-- BEGIN Selection --

Metacoder Style Agglomeration Example

I've also confirmed that the explanation given in the Issue I linked to above (https://github.com/grunwaldlab/metacoder/issues/234) works like phyloseq::tax_glom()

It might be cooler to add an agglomeration function like in phyloseq::tax_glom() as well.

Im not sure this is needed since this behavior is handled well by other functions. For filtering data, filter_taxa can remove ranks and reassign everything to the remaining ranks automatically. Also, calc_taxon_abund sums the counts for every taxon at every rank, so you can just subset the result of that to get the counts for a specific rank. However, since the info for every rank is there, subsetting the whole object to a specific rank is not really needed. I guess the equivalent of phyloseq::tax_glom() is something like:

library(metacoder)

# Parse dataset
x = parse_tax_data(hmp_otus, class_cols = "lineage", class_sep = ";",
                   class_key = c(tax_rank = "taxon_rank", tax_name = "taxon_name"),
                   class_regex = "^(.+)__(.+)$")

# Get per-taxon counts
x$data$tax_counts <- calc_taxon_abund(x, dataset = "tax_data",
                                      cols = hmp_samples$sample_id)

# Subset 
filter_taxa(x, taxon_ranks == "p", supertaxa = TRUE, reassign_obs = c(tax_counts = FALSE))

grabear commented 5 years ago

Metacoder Style Taxonomic Prevalence Filtering

metacoder::calc_prop_samples is a super useful function for prevalence filtering. Here I've mimicked the phyloseq workflow of:

pp_p <- "Phylsoeq_obj"
> tf_glom <- tax_glom(pp_p, "Phylum", NArm = FALSE)
> tf_unfiltered <- genefilter_sample(tf_glom, filterfun_sample(function(x) x > 10), A = 0.6*nsamples(tf_glom)) 
> p_filter <- prune_taxa(tf_unfiltered, tf_glom)
# Formating for standard evaluation
> r_filter <- get_taxa_unique(p_filter, taxonomic.rank = "Phylum")
> pp_p <- subset_taxa(pp_p, Kingdom %in% r_filter)

By using metacoder and some dplyr:

# Get Metacoder object and then get per taxon counts
> raw_m <- parse_phyloseq(phy)
> raw_m$data$tax_counts <- raw_m %>% calc_taxon_abund("otu_table", cols = raw_m$data$sample_data$sample_id)
> removed_ids <- raw_m %>% 
filter_taxa(taxon_ranks == "Phylum", reassign_obs = c(tax_counts = FALSE)) %>% 
calc_prop_samples("tax_counts", more_than = 10) %>% 
filter(n_samples < 0.6)
> new_metacoder_obj <- raw_m %>% filter_taxa(!taxon_ids %in% removed_ids$taxon_id, reassign_obs = FALSE)

(Note: These percentages (0.6) and minimum count numbers (10) are random.)

-- END Selection --
-- BEGIN Data lines --

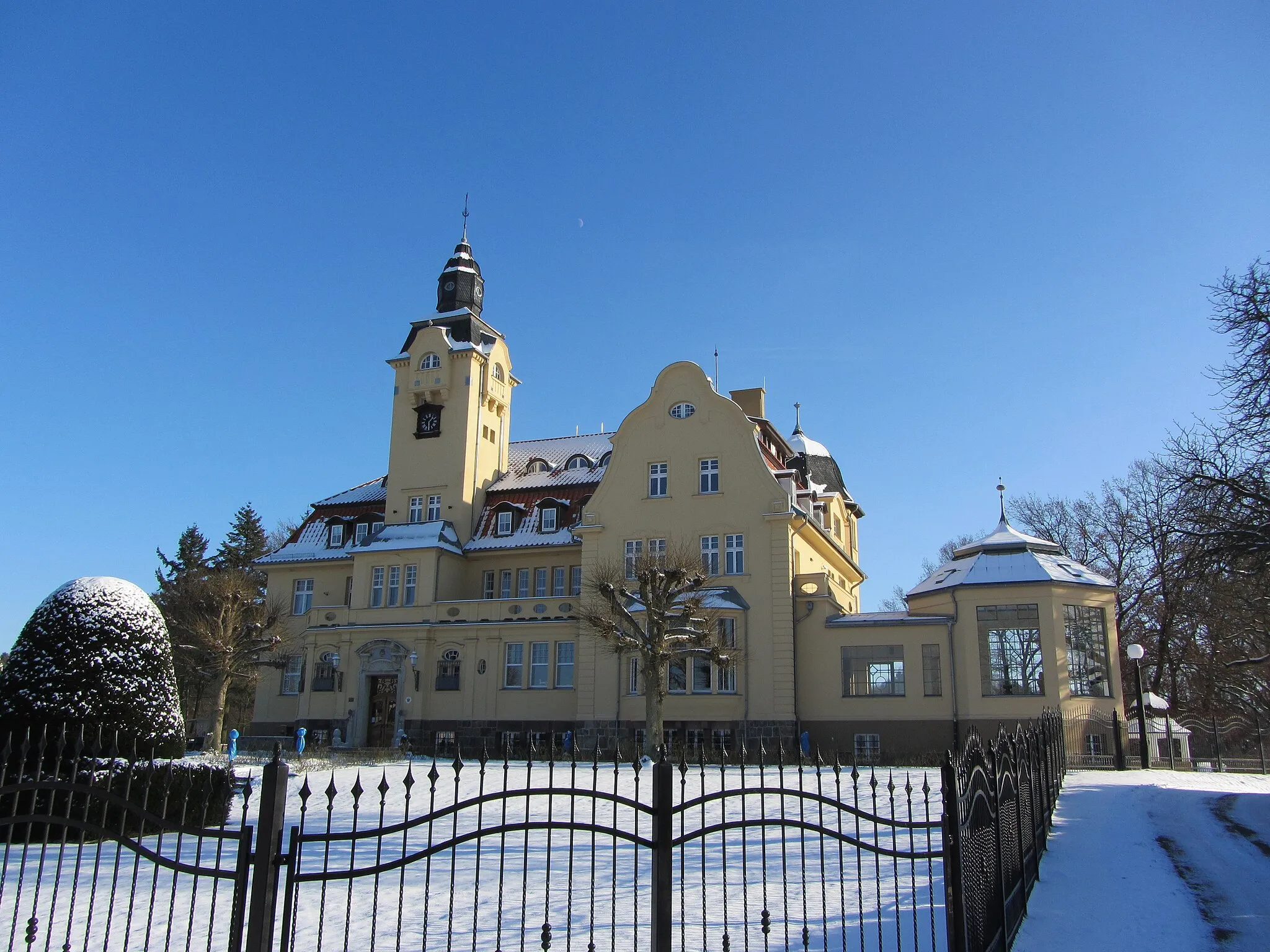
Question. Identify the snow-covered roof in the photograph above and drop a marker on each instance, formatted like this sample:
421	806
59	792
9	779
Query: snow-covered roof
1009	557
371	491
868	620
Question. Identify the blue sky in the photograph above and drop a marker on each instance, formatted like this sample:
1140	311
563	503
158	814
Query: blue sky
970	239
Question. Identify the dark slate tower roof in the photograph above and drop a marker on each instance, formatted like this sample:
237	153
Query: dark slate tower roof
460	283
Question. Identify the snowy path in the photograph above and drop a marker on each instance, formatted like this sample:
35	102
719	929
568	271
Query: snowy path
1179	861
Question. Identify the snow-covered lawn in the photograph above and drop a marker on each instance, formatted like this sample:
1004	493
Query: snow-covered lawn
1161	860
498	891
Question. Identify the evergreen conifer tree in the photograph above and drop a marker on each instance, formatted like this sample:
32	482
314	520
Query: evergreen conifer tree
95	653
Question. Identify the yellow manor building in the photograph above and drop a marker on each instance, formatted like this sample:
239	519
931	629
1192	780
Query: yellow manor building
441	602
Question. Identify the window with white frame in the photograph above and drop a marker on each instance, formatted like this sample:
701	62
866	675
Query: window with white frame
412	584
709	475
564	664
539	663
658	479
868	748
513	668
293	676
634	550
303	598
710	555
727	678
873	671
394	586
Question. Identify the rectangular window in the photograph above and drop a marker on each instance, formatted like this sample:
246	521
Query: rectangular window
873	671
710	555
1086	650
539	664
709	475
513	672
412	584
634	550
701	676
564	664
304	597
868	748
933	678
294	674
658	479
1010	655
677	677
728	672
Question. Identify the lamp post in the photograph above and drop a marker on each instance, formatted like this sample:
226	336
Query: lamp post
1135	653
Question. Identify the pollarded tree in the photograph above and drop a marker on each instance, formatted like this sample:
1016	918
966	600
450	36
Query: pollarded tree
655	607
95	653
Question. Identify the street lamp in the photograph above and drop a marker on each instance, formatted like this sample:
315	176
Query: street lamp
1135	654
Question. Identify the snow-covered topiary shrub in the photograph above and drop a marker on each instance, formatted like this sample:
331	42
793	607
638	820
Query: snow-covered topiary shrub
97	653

-- END Data lines --
-- BEGIN Data lines --

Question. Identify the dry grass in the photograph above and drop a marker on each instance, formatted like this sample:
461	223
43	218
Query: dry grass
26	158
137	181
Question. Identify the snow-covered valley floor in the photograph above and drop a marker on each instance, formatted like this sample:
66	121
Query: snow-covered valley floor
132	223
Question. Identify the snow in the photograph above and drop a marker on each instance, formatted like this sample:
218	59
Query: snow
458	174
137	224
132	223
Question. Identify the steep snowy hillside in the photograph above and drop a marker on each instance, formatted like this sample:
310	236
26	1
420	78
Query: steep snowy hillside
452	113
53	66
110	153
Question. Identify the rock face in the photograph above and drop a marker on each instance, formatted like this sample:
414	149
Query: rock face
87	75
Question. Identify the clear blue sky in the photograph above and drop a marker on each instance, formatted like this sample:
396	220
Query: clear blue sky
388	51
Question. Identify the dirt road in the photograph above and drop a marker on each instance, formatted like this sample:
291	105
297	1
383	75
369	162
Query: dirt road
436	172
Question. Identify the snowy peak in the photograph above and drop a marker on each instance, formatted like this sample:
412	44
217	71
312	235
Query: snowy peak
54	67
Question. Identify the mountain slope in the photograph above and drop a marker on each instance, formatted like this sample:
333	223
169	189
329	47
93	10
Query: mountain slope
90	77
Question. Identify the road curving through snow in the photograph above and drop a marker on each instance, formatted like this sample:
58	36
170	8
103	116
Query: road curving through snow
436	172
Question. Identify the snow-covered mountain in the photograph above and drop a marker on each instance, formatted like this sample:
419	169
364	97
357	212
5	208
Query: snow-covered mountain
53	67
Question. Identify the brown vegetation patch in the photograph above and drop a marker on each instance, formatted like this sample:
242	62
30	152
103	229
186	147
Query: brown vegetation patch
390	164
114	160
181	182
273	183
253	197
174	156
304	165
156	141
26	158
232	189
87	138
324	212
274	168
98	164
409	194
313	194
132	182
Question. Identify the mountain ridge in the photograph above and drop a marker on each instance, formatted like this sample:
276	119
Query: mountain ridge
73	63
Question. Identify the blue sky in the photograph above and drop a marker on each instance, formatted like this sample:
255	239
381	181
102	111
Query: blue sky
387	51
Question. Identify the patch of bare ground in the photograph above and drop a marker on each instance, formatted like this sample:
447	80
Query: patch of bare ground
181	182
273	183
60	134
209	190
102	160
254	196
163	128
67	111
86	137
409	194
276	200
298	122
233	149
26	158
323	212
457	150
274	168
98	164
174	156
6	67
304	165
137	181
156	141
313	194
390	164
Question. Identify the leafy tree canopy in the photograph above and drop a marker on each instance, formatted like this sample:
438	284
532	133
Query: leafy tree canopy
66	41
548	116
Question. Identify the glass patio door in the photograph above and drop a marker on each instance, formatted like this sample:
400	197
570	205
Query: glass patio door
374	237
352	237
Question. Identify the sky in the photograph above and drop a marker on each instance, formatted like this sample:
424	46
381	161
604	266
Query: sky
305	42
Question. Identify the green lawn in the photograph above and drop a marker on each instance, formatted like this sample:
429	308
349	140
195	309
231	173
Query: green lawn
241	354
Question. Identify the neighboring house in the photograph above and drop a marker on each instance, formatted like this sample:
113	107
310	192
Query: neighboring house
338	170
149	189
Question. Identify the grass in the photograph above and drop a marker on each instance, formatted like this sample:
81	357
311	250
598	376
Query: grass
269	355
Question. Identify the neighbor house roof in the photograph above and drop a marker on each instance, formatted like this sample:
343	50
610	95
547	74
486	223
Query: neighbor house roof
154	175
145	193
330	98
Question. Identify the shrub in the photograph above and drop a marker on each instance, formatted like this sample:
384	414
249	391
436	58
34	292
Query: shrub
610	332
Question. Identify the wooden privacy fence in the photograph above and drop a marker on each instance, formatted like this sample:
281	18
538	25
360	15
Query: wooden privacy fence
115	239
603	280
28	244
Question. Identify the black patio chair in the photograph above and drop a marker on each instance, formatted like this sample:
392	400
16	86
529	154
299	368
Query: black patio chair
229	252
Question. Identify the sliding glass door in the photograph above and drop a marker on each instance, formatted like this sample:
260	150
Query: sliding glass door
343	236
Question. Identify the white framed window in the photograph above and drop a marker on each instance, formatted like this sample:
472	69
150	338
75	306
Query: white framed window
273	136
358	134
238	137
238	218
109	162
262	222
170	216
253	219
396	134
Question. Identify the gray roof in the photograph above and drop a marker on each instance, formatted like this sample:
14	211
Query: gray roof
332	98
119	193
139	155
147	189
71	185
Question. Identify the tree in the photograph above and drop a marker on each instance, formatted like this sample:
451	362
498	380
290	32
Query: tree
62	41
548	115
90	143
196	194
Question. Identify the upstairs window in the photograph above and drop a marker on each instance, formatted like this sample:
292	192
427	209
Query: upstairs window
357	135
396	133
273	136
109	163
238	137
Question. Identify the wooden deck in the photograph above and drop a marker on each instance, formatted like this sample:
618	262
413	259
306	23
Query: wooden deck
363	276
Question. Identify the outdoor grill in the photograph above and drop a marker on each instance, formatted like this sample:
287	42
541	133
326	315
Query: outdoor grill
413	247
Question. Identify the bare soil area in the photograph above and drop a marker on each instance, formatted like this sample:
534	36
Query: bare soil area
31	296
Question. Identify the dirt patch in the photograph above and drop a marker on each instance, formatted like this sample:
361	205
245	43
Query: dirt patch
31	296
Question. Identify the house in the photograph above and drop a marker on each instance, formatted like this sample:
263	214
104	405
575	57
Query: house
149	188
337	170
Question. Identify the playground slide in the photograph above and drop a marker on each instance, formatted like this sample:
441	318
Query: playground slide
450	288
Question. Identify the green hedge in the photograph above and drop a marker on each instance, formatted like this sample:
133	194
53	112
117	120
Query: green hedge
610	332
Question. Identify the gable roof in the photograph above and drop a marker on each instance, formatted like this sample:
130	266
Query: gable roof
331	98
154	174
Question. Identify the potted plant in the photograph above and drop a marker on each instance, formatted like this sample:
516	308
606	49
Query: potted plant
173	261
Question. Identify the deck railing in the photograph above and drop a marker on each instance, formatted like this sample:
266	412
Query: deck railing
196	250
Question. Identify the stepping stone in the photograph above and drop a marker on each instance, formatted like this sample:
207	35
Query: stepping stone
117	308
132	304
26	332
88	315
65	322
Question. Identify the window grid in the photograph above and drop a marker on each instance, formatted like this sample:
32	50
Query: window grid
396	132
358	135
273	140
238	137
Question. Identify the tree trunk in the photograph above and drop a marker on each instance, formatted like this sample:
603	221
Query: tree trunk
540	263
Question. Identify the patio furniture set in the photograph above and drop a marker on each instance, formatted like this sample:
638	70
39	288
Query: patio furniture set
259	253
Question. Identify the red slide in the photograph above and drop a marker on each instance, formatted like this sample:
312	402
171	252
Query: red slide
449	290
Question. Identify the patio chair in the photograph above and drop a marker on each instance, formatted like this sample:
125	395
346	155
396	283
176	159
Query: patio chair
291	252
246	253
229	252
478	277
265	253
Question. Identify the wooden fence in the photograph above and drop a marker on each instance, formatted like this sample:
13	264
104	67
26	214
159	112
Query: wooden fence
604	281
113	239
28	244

-- END Data lines --

▶ [Objective 1] In the metacoder thread, what does calc_taxon_abund sum?
▶ [Objective 2] Duplicate the part of the metacoder thread starting at "Metacoder Style Agglomeration" and ending at "phyloseq::tax_glom() as well.".
▶ [Objective 3] Which functions are called in the phyloseq workflow that the metacoder thread mimics?

▶ [Answer 1] It sums the counts for every taxon at every rank.

▶ [Answer 2]
Metacoder Style Agglomeration Example

I've also confirmed that the explanation given in the Issue I linked to above (https://github.com/grunwaldlab/metacoder/issues/234) works like phyloseq::tax_glom()

It might be cooler to add an agglomeration function like in phyloseq::tax_glom() as well.

▶ [Answer 3] tax_glom, genefilter_sample, filterfun_sample, nsamples, prune_taxa, get_taxa_unique, subset_taxa